• _Görevler_
- 1) Aşağıdaki (a), (b) ve (c) ifadelerinin hidrojen motorlarındaki tutuşma sorunlarına dair metinle uyuşup uyuşmadığını belirtin. Her biri için evet ya da hayır deyin ve kararı belirleyen sözleri metinden aynen alıntılayın.
(a) Geri tutuşma, hava fazlalık kat sayısı 2 ile 3 arasında olduğunda oluşur.
(b) Sorunlar, hidrojenin tutuşma enerjisinin yüksek olmasından kaynaklanır.
(c) Yanma odası sıcaklığını düşürmek için sayılan yöntemlerden biri supap bindirmesi süresinin azaltılmasıdır.
- 2) Hidrojen motorlarındaki tutuşma sorunlarına dair metnin "- Çok fakir" ifadesinden başlayıp "düşecektir (Soruşbay ve Arslan, 1988)" ifadesi de dahil olmak üzere o ifadeye kadar uzanan bölümünü, "çevrimden çevrime" ifadesini "döngüden döngüye" ile değiştirerek yeniden yazın.
- 3) Hidrojen motorlarındaki tutuşma sorunlarına dair metni kaldığı yerden sürdürün.

• _Metin_
○ ○ ○

Yanma odasına gönderilen yakıt hava karışımının silindire girmeden önce tutuşması sonucunda motorun emme manifoldunun içinde geriye doğru alevin ilerlemesi geri tutuşma olarak tanımlanmaktadır. Bu olay emme sistemi elamanlarını tahrip etmekte ve emniyet açısından sorun oluşturmaktadır. Yanma odasına gönderilen karışımın bujide kıvılcım çakmadan önce sıcak noktalar tarafından tutuşturularak yanmayı istenilenden önce başlatması da erken tutuşma olarak tanımlanmaktadır. Hidrojenin tutuşma enerjisinin düşük olması bu iki sorunu ortaya çıkarmaktadır. Geri tutuşma olayı hava fazlalık kat sayısının 2 ile 3 arasında olduğu durumlarda oluşmaktadır. Hidrojenin yakıt olarak kullanılabilmesi icin bu sorunların ortadan kaldırılması gerekir (Soruşbay ve Arslan, 1988).

Yüksek yük altında, yanma odasındaki sıcak noktalar karışımın erken ateşlenmesine sebep olur. Hidrojenin tutuşma enerjisinin düşük olması nedeniyle yanma odasındaki sıcak noktalar;

- Supap bindirmesinde sıcak egzoz gazları,

- Çok fakir karışımlarda yanma hızlarının düşük olması nedeni ile yanma süresinin artması sonucu yanan gazlarla yeni karışımın teması,

- Motor yağından gelen sıcak partiküller, yanmayı istenilenden önce başlatabilmektedir. Bu amaçla yanma odası sıcaklığının düşürülmesi gerekmektedir. Bunun icin karışımın;

- Bir miktar fakirleştirilmesi,

- Egzoz gazları resirkülasyonu (EGR), - Yanma odasına su püskürtülmesi, - Supap bindirmesi süresinin azaltılması,

- Giriş havasının sıvı hidrojen kullanımı sonucu soğutulması gibi çeşitli yöntemler uygulanabilir. Ancak karışıma EGR uygulanması veya gönderilen hidrojenin azaltılması sonucu fakirleştirilmesi çevrimden çevrime olan farklılıkları artıracak ve motorun düzenli çalışmasını önleyecektir. Aynı zamanda EGR sonucu ortalama efektif basınçta düşecektir (Soruşbay ve Arslan, 1988)

○ ○ ○

Veri kümesi alıntısı
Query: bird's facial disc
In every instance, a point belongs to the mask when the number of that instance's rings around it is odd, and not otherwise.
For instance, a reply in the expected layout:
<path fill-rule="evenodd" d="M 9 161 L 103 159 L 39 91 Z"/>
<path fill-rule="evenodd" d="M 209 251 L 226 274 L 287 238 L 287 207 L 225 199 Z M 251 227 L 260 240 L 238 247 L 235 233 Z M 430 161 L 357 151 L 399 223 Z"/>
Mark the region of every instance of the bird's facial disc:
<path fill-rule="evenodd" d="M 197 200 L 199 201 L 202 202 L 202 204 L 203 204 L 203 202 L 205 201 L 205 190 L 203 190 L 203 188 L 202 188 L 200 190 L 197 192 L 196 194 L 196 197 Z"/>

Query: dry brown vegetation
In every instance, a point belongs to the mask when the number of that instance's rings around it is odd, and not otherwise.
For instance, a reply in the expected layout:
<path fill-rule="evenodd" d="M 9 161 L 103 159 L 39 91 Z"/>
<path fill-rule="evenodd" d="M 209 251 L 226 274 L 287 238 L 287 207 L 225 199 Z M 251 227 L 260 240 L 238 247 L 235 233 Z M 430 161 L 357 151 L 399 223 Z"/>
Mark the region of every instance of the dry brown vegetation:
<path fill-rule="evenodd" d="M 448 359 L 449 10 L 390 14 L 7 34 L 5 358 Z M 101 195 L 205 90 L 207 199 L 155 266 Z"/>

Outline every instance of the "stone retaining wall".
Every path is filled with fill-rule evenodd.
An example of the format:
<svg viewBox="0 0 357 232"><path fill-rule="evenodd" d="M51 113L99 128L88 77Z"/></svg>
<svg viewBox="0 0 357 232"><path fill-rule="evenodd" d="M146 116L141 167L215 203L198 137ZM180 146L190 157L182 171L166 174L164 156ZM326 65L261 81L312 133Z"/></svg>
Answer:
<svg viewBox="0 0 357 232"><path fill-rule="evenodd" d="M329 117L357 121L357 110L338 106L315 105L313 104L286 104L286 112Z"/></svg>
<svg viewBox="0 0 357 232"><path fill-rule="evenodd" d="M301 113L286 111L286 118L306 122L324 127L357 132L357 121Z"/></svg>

○ ○ ○

• _Görev yanıtları_
- 1)
(a) Evet: "Geri tutuşma olayı hava fazlalık kat sayısının 2 ile 3 arasında olduğu durumlarda oluşmaktadır."
(b) Hayır: "Hidrojenin tutuşma enerjisinin düşük olması bu iki sorunu ortaya çıkarmaktadır."
(c) Evet: "Supap bindirmesi süresinin azaltılması"

- 2)
- Çok fakir karışımlarda yanma hızlarının düşük olması nedeni ile yanma süresinin artması sonucu yanan gazlarla yeni karışımın teması,

- Motor yağından gelen sıcak partiküller, yanmayı istenilenden önce başlatabilmektedir. Bu amaçla yanma odası sıcaklığının düşürülmesi gerekmektedir. Bunun icin karışımın;

- Bir miktar fakirleştirilmesi,

- Egzoz gazları resirkülasyonu (EGR), - Yanma odasına su püskürtülmesi, - Supap bindirmesi süresinin azaltılması,

- Giriş havasının sıvı hidrojen kullanımı sonucu soğutulması gibi çeşitli yöntemler uygulanabilir. Ancak karışıma EGR uygulanması veya gönderilen hidrojenin azaltılması sonucu fakirleştirilmesi döngüden döngüye olan farklılıkları artıracak ve motorun düzenli çalışmasını önleyecektir. Aynı zamanda EGR sonucu ortalama efektif basınçta düşecektir (Soruşbay ve Arslan, 1988)

- 3)
Hidrojenin içten yanmalı motorlarda kullanılmasında karşılaşılan bir diğer problem ise hidrojenin dizüfyonudur. Hidrojen çok küçük molekül yapısına sahip olduğundan motor cidarlarından sızma yapabilir. Bu sızma hem verimde düşüş hemde alev tepmesi gibi sorunları tetikleyebilir. Hidrojenin moleküller çok küçük olduğundan için motor malzemesinde kullanılan alaşımların içine difüze olur. Bu işlem sonucu alaşımlar gevrekleşir ve kırılgan bir hale gelir. Bu olaya hidrojen gevrekliği denir.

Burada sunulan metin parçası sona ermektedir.